Point labeling examples:
++++++++++

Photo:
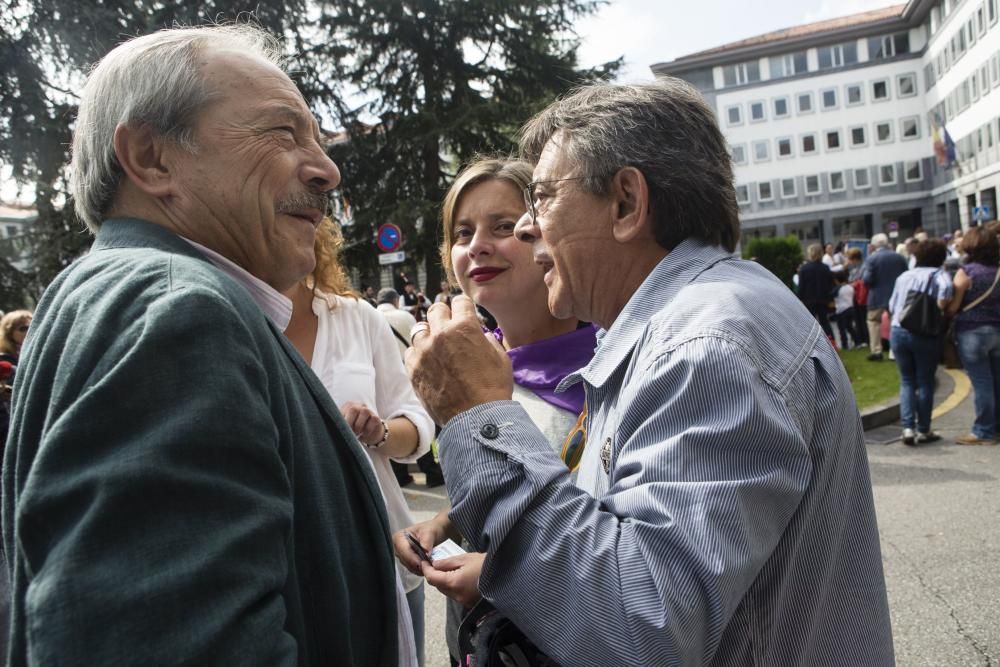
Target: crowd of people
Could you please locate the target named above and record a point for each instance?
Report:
(959, 275)
(651, 449)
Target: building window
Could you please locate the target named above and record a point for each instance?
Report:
(740, 153)
(888, 46)
(828, 98)
(836, 181)
(808, 144)
(837, 55)
(855, 94)
(883, 132)
(858, 136)
(761, 150)
(880, 90)
(740, 74)
(780, 107)
(833, 140)
(787, 188)
(784, 147)
(862, 179)
(909, 128)
(906, 84)
(764, 191)
(804, 101)
(887, 174)
(789, 64)
(734, 115)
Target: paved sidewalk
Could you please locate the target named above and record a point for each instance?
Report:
(939, 517)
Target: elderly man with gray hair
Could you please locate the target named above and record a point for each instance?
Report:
(178, 486)
(882, 268)
(723, 511)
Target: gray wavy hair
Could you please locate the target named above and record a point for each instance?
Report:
(153, 80)
(664, 129)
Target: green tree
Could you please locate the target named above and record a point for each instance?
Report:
(781, 255)
(419, 85)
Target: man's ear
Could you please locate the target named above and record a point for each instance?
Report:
(140, 152)
(631, 194)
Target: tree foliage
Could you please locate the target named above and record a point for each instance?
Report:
(781, 255)
(419, 85)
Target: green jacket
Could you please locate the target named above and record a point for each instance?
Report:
(178, 487)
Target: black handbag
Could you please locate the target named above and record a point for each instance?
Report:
(921, 314)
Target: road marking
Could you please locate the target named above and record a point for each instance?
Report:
(426, 494)
(958, 394)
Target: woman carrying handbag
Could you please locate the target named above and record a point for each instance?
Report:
(977, 330)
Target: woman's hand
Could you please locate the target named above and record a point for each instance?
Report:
(363, 421)
(457, 577)
(429, 533)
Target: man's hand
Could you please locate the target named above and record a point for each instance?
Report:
(457, 577)
(429, 533)
(363, 421)
(453, 366)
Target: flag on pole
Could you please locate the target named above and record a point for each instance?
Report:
(944, 147)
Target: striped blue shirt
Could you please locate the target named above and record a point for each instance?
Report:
(731, 519)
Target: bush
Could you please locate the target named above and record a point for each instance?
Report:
(780, 255)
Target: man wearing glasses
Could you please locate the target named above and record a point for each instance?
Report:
(723, 513)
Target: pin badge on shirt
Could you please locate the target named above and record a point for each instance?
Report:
(606, 456)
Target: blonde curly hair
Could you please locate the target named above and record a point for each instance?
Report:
(329, 276)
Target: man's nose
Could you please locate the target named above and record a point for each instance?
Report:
(526, 229)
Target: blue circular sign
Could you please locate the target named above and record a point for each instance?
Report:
(389, 237)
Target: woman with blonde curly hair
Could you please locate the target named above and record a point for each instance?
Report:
(13, 328)
(352, 350)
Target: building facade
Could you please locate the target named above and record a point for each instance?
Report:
(887, 120)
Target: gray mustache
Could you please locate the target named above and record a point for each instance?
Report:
(302, 200)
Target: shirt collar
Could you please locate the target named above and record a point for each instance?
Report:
(275, 305)
(681, 266)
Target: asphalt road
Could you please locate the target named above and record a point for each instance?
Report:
(939, 517)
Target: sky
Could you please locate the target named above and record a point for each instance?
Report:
(654, 31)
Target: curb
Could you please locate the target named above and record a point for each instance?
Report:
(888, 412)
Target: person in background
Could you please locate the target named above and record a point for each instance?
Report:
(816, 287)
(881, 269)
(402, 323)
(178, 487)
(917, 355)
(844, 311)
(976, 306)
(353, 352)
(480, 253)
(13, 329)
(400, 320)
(855, 266)
(722, 513)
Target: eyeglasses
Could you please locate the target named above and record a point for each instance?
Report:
(529, 193)
(575, 443)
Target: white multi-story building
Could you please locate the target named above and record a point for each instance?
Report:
(832, 124)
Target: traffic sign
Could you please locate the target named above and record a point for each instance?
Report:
(389, 237)
(392, 258)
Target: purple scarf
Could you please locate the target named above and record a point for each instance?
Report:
(542, 365)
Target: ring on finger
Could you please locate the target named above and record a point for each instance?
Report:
(419, 327)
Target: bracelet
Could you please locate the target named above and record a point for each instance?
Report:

++++++++++

EXERCISE
Put every line of the rows above into a numbered list, skipping blank lines and leaving the pictures out.

EXERCISE SOLUTION
1. Photo:
2. Target: crowd of people
3. Could you please locate the target named above and record a point for each instance?
4. Report:
5. (959, 275)
6. (651, 449)
7. Target: building window
8. Could you please locate the target named above and record a point for each instance?
9. Report:
10. (740, 153)
11. (888, 46)
12. (828, 98)
13. (836, 181)
14. (808, 144)
15. (837, 55)
16. (855, 94)
17. (883, 132)
18. (858, 136)
19. (761, 150)
20. (880, 90)
21. (740, 74)
22. (780, 107)
23. (833, 140)
24. (787, 188)
25. (784, 147)
26. (862, 179)
27. (909, 128)
28. (906, 84)
29. (764, 191)
30. (804, 101)
31. (887, 174)
32. (789, 64)
33. (734, 115)
34. Target: paved sidewalk
35. Could you please locate the target named above and record a point for each instance?
36. Report:
37. (939, 517)
38. Target: elderly man with gray hair
39. Could you please locate the target named above and record a point for each instance?
40. Report:
41. (178, 486)
42. (882, 268)
43. (723, 511)
44. Target: gray wavy hair
45. Could you please locate the target named above and record a point for each instance?
46. Report:
47. (153, 80)
48. (664, 129)
49. Target: green tree
50. Could you please locate the target named above and record a point for each instance?
51. Report:
52. (781, 255)
53. (419, 85)
54. Target: man's ear
55. Could you please locate the target named above and record a point for each instance?
56. Report:
57. (140, 152)
58. (631, 194)
59. Target: tree foliage
60. Could you please locate the target named above and record a point for each instance?
61. Report:
62. (781, 255)
63. (419, 85)
64. Target: green jacket
65. Could you please locate the target named above and record a point for each instance?
66. Report:
67. (178, 487)
68. Target: black handbag
69. Could you please locate the target named above and record a point for each instance?
70. Report:
71. (921, 314)
72. Target: road marking
73. Could you please locate the target named above and record a point for each instance?
74. Report:
75. (426, 494)
76. (958, 394)
77. Target: woman carrying handbag
78. Could you please locate the target named above and record a point for each instance?
79. Report:
80. (977, 330)
81. Target: woman's hand
82. Could you please locate the target named above and record a point for each instance?
83. Report:
84. (363, 421)
85. (457, 577)
86. (429, 533)
87. Target: man's hand
88. Could you please locate the target named above and record a point for each instance?
89. Report:
90. (457, 577)
91. (429, 533)
92. (363, 421)
93. (453, 366)
94. Target: flag on pole
95. Could you please locate the target named above and record a point for each instance?
96. Report:
97. (944, 147)
98. Target: striped blue shirt
99. Could you please locate the target named above and record a point for each instance?
100. Report:
101. (731, 519)
102. Target: bush
103. Could you please locate the target named above and record a point for each instance?
104. Report:
105. (780, 255)
106. Target: man wearing glasses
107. Could you please locate the target named above and record a point for each instance?
108. Report:
109. (723, 513)
110. Target: pin badge on shirt
111. Could you please locate the target named above and record a point for each instance?
112. Report:
113. (606, 456)
114. Target: blonde curly hair
115. Could you please locate the target named above and record a point for each instance?
116. Report:
117. (329, 276)
118. Target: man's nose
119. Could you please locate the target named above and record a point for each instance?
120. Report:
121. (526, 229)
122. Target: blue circular sign
123. Could you please locate the target named above and record a point for each instance?
124. Report:
125. (389, 237)
126. Target: woman with blonde curly hair
127. Could you please locate the target named above and record a point for each instance?
128. Report:
129. (13, 328)
130. (352, 350)
131. Target: building facade
132. Could you please locate the target named above and record a point for each instance?
133. Report:
134. (887, 120)
135. Target: gray mustache
136. Could you please locate the target named above and record a point for each instance?
137. Report:
138. (302, 200)
139. Target: shirt collar
140. Could you please locate the target named above and record a point for each instance?
141. Report:
142. (275, 305)
143. (681, 266)
144. Target: asphalt road
145. Could you please locate the target named above and record a point for each instance?
146. Report:
147. (939, 517)
148. Target: sky
149. Could you please locate the target named above and record a point for each instance?
150. Report:
151. (654, 31)
152. Target: curb
153. Could you please locate the target named above and record a point for each instance?
154. Report:
155. (888, 412)
156. Target: person in background
157. Could you please locate the target named above and record a point for each instance?
158. Report:
159. (816, 287)
160. (881, 269)
161. (402, 323)
162. (178, 487)
163. (917, 355)
164. (844, 311)
165. (976, 306)
166. (353, 352)
167. (480, 253)
168. (13, 329)
169. (400, 320)
170. (855, 266)
171. (722, 513)
172. Target: eyeglasses
173. Could you please locate the target named above and record a point for each instance?
174. Report:
175. (529, 193)
176. (575, 443)
177. Target: white multi-story building
178. Could you please locate the target named above and record a point for each instance?
179. Report:
180. (832, 124)
181. Target: traffic sign
182. Could you please locate the target named above and record a point for each instance?
183. Report:
184. (389, 237)
185. (392, 258)
186. Target: purple scarf
187. Could you please locate the target named above and record a point for each instance?
188. Report:
189. (542, 365)
190. Target: ring on finger
191. Could you please locate the target named above and record a point for each instance?
192. Report:
193. (419, 327)
194. Target: bracelet
195. Could you please locate the target named above and record a point for each instance?
196. Report:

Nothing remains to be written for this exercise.